GIVEN RECORDS: Begin

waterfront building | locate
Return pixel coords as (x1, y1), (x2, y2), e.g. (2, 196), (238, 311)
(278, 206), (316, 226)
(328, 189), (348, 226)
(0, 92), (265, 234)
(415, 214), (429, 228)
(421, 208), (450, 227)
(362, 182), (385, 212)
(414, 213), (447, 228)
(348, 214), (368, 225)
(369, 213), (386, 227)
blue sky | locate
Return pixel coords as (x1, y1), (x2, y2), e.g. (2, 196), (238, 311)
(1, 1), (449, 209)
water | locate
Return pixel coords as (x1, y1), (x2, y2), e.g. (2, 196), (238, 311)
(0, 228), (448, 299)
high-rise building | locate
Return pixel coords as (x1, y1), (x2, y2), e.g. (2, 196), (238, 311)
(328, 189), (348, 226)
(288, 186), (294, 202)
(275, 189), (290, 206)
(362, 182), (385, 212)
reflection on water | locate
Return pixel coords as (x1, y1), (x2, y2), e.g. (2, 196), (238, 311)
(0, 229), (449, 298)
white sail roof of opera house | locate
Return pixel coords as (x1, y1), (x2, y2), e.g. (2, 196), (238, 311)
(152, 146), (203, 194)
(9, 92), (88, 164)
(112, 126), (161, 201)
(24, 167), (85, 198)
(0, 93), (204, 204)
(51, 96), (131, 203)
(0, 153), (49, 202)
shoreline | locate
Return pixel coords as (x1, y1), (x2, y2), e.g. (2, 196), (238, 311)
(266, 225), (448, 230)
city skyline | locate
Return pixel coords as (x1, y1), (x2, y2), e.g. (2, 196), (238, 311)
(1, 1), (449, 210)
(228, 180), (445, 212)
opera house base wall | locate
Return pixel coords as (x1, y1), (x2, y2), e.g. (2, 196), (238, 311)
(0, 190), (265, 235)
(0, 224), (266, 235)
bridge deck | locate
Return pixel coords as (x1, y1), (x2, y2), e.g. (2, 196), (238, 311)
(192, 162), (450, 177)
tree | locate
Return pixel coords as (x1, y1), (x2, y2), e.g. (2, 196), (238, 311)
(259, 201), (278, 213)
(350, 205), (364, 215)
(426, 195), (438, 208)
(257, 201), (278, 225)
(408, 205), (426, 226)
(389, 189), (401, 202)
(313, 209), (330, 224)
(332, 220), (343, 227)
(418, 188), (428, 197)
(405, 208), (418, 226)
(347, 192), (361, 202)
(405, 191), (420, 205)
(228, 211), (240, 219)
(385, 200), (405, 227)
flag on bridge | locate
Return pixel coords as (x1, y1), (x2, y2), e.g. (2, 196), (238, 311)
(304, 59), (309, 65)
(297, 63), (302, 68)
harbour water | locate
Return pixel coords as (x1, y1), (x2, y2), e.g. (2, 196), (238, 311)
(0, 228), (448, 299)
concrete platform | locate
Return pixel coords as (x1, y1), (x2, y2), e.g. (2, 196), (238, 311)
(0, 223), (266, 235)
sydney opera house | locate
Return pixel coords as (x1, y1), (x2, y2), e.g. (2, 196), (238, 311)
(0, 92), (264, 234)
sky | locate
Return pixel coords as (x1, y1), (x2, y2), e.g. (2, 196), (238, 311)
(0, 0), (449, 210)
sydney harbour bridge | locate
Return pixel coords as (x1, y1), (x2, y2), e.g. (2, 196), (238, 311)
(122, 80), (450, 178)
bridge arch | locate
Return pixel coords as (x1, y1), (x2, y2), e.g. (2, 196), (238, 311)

GIVEN RECORDS: End

- _WHAT THE TASK REQUIRES_
For each line of the material that contains "opera", return a copy.

- _WRITTEN ANSWER_
white sail roof of opera house | locate
opera house base wall | locate
sydney opera house | locate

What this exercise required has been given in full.